List of tasks:
1. Duplicate the passage from the commentary on US job data below, starting with "Thanks to Charles" and going on through "what worry is.".
2. According to the commentary on US job data below, what share of its workforce did communications equipment lose?
3. Supply the next part of the commentary on US job data below, picking up after its final sentence.

A
good scare from a REPUBLICAN columnist:
Paul Craig Roberts
was Assistant Secretary of the Treasury in the Reagan administration.
He was Associate Editor of the Wall Street Journal editorial
page and Contributing Editor of National Review. He is coauthor
of The Tyranny of Good Intentions.
COMMENTARY:
Nuking
the Economy
Forget
Iran—Americans Should be Hysterical About This
By Paul Craig Roberts
(Baltimore
Chronicle 2-13-06)
In
five years the US economy only created 70,000 jobs in architecture and
engineering, many of which are clerical. Little wonder engineering enrollments
are shrinking. There are no jobs for graduates. The talk about engineering
shortages is absolute ignorance.
Last week the Bureau
of Labor Statistics re-benchmarked the payroll jobs data back to 2000.
Thanks to Charles McMillion of MBG Information Services, I have the
adjusted data from January 2001 through January 2006. If you are worried
about terrorists, you don’t know what worry is.
Job growth over
the last five years is the weakest on record. The US economy came up
more than 7 million jobs short of keeping up with population growth.
That’s one good reason for controlling immigration. An economy that
cannot keep up with population growth should not be boosting population
with heavy rates of legal and illegal immigration.
Over the past five
years the US economy experienced a net job loss in goods-producing activities.
The entire job growth was in service-providing activities--primarily
credit intermediation, health care and social assistance, waiters, waitresses
and bartenders, and state and local government.
Job
growth over the last five years is the weakest on record. The US economy
came up more than 7 million jobs short of keeping up with population
growth.
US manufacturing
lost 2.9 million jobs, almost 17% of the manufacturing work force. The
wipeout is across the board. Not a single manufacturing payroll classification
created a single new job.
The declines in
some manufacturing sectors have more in common with a country undergoing
saturation bombing during war than with a super-economy that is “the
envy of the world.” Communications equipment lost 43% of its workforce.
Semiconductors and electronic components lost 37% of its workforce.

Information supplied:
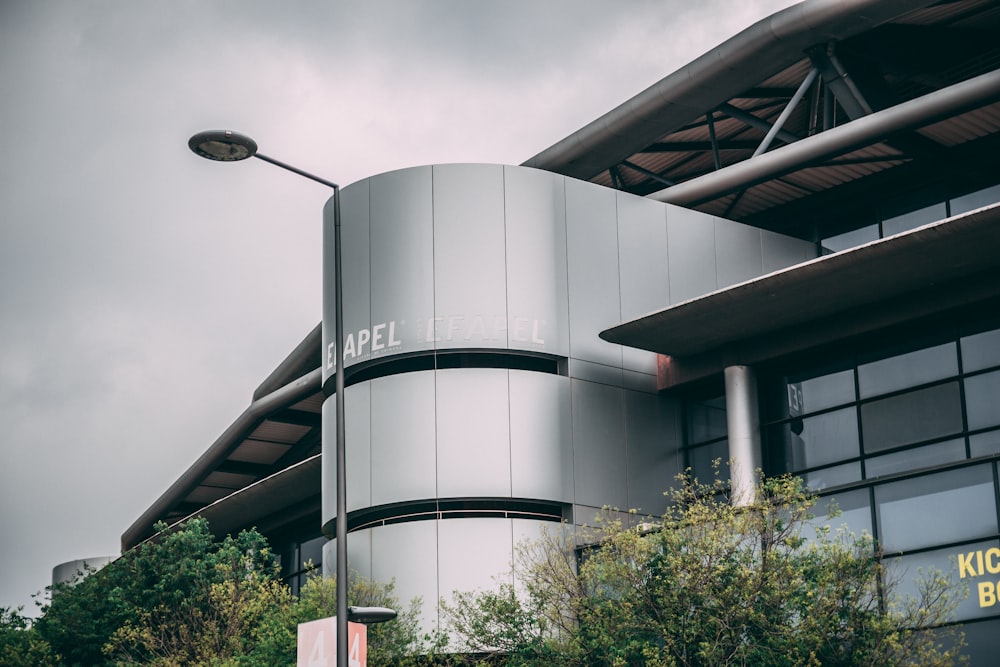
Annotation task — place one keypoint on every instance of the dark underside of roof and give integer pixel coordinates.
(841, 61)
(680, 130)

Answers provided:
1.
Thanks to Charles McMillion of MBG Information Services, I have the
adjusted data from January 2001 through January 2006. If you are worried
about terrorists, you don’t know what worry is.

2. 43%

3.
The workforce in computers and electronic products declined 30%. Electrical
equipment and appliances lost 25% of its employees. The workforce in
motor vehicles and parts declined 12%. Furniture and related products
lost 17% of its jobs. Apparel manufacturers lost almost half of the
work force. Employment in textile mills declined 43%. Paper and paper
products lost one-fifth of its jobs. The work force in plastics and
rubber products declined by 15%. Even manufacturers of beverages and
tobacco products experienced a 7% shrinkage in jobs.
The knowledge jobs
that were supposed to take the place of lost manufacturing jobs in the
globalized “new economy” never appeared. The information sector lost
17% of its jobs, with the telecommunications work force declining by
25%. Even wholesale and retail trade lost jobs. Despite massive new
accounting burdens imposed by Sarbanes-Oxley, accounting and bookkeeping
employment shrank by 4%. Computer systems design and related lost 9%
of its jobs. Today there are 209,000 fewer managerial and supervisory
jobs than 5 years ago.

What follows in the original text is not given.